§ **ASSIGNMENT A**: In the Lent drama, which Bible passage does the drama act out?
§ **ASSIGNMENT B**: Copy word for word the part of the Lent drama that begins with the words containing "Lent 4 April" and ends with "OF THE BLIND?".
§ **ASSIGNMENT C**: Say whether each statement agrees with the Lent drama, giving yes or no and the deciding words of the Lent drama: (i) The Narrator sits on a chair in front of the Altar. (ii) On "Come with Joy" Sundays, the children leave partway through the service. (iii) The Narrator says she had never heard of Jesus before that day.

------ QUOTED PASSAGE

Lent 4 April 3, 2011

This was one of our periodic “Come with Joy” Sundays, in which the children are with the rest of the congregation for the entire service and we incorporate elements like the following drama into the worship.  This is a dramatization of the story of the healing of the man born blind in John 9:1-41.

WHO IS THIS WHO OPENS THE EYES OF THE BLIND?

 The Narrator takes her place on a chair before the Altar, her market basket (concealing the script) on her lap. She is clad in a shawl that covers her hair.

Narrator  Well, I’m here to tell you! I don’t know what to think. I’m still trying to sort it out. What I do know is that, for myself, well . . . I’ll never be the same again. You see, I was there in the marketplace, just minding my own business. And there was this man – I’d heard of him – the one called Jesus, who’s been causing all this talk and commotion around. He’d he was standing in front of the blind man who always sits there begging. His disciples were with him, and they’d asked him, “Teacher, is this man blind because he sinned himself or is he blind because his parents sinned?” Well, a crowd was gathering. We all wanted to know what this famous Teacher would answer. Who’s to blame for all that’s wrong in the world? It’s an important question.

------------
------ RECORD SET

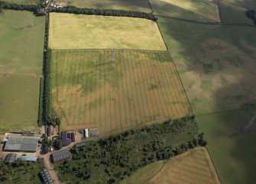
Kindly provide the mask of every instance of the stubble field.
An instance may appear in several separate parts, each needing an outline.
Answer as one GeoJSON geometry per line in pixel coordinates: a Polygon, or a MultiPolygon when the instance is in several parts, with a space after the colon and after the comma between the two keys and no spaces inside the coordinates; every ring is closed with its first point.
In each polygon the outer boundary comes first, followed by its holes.
{"type": "Polygon", "coordinates": [[[190,113],[167,52],[54,50],[52,103],[63,130],[101,133],[190,113]]]}
{"type": "Polygon", "coordinates": [[[50,13],[49,34],[52,49],[166,50],[157,24],[141,18],[50,13]]]}
{"type": "Polygon", "coordinates": [[[37,127],[44,17],[0,14],[0,132],[37,127]]]}
{"type": "Polygon", "coordinates": [[[122,184],[149,183],[219,184],[218,175],[205,148],[196,148],[167,160],[140,169],[122,184]]]}

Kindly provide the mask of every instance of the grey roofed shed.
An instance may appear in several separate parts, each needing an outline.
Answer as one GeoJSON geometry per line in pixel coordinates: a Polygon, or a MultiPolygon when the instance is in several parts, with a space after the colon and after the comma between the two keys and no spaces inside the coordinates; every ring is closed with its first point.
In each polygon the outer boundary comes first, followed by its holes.
{"type": "Polygon", "coordinates": [[[11,164],[15,161],[16,157],[17,157],[16,154],[8,154],[5,157],[5,163],[11,164]]]}
{"type": "Polygon", "coordinates": [[[5,150],[36,152],[38,137],[10,136],[5,144],[5,150]]]}
{"type": "Polygon", "coordinates": [[[40,174],[44,180],[44,184],[53,184],[53,179],[50,176],[49,172],[47,169],[41,170],[40,174]]]}
{"type": "Polygon", "coordinates": [[[53,161],[57,162],[71,157],[71,153],[68,149],[55,151],[52,154],[53,161]]]}
{"type": "Polygon", "coordinates": [[[36,162],[37,160],[37,157],[18,155],[16,160],[17,159],[21,159],[21,160],[24,161],[36,162]]]}

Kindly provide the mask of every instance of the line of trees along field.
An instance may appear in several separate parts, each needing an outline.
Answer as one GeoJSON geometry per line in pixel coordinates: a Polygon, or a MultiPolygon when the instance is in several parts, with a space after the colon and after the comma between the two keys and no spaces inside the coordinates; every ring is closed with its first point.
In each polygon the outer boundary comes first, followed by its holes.
{"type": "MultiPolygon", "coordinates": [[[[2,8],[20,11],[30,11],[34,12],[37,16],[45,15],[45,12],[41,11],[45,8],[45,5],[39,2],[37,5],[22,5],[15,4],[0,1],[0,11],[2,8]]],[[[125,10],[111,10],[111,9],[98,9],[98,8],[77,8],[75,6],[67,6],[65,8],[53,8],[50,9],[50,12],[61,12],[78,14],[89,15],[103,15],[103,16],[115,16],[115,17],[131,17],[149,19],[156,21],[157,18],[152,13],[145,13],[134,11],[125,10]]]]}
{"type": "Polygon", "coordinates": [[[256,25],[256,10],[248,10],[245,12],[245,14],[248,18],[254,21],[254,23],[256,25]]]}
{"type": "Polygon", "coordinates": [[[139,168],[207,142],[195,116],[131,129],[72,150],[72,160],[56,163],[63,182],[118,182],[139,168]]]}
{"type": "Polygon", "coordinates": [[[62,12],[69,14],[89,14],[89,15],[103,15],[115,17],[131,17],[149,19],[156,21],[157,18],[152,13],[145,13],[134,11],[125,10],[110,10],[110,9],[97,9],[77,8],[75,6],[67,6],[66,8],[51,8],[50,12],[62,12]]]}

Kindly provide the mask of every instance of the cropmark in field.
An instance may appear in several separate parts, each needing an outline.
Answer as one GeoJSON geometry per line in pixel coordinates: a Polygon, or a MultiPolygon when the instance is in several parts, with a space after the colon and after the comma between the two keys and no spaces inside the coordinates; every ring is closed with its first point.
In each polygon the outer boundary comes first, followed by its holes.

------------

§ **ANSWER SPACE A**: John 9:1-41, the healing of the man born blind.

§ **ANSWER SPACE B**:
Lent 4 April 3, 2011

This was one of our periodic “Come with Joy” Sundays, in which the children are with the rest of the congregation for the entire service and we incorporate elements like the following drama into the worship.  This is a dramatization of the story of the healing of the man born blind in John 9:1-41.

WHO IS THIS WHO OPENS THE EYES OF THE BLIND?

§ **ANSWER SPACE C**:
(i) Yes: "The Narrator takes her place on a chair before the Altar"
(ii) No: "the children are with the rest of the congregation for the entire service"
(iii) No: "I’d heard of him"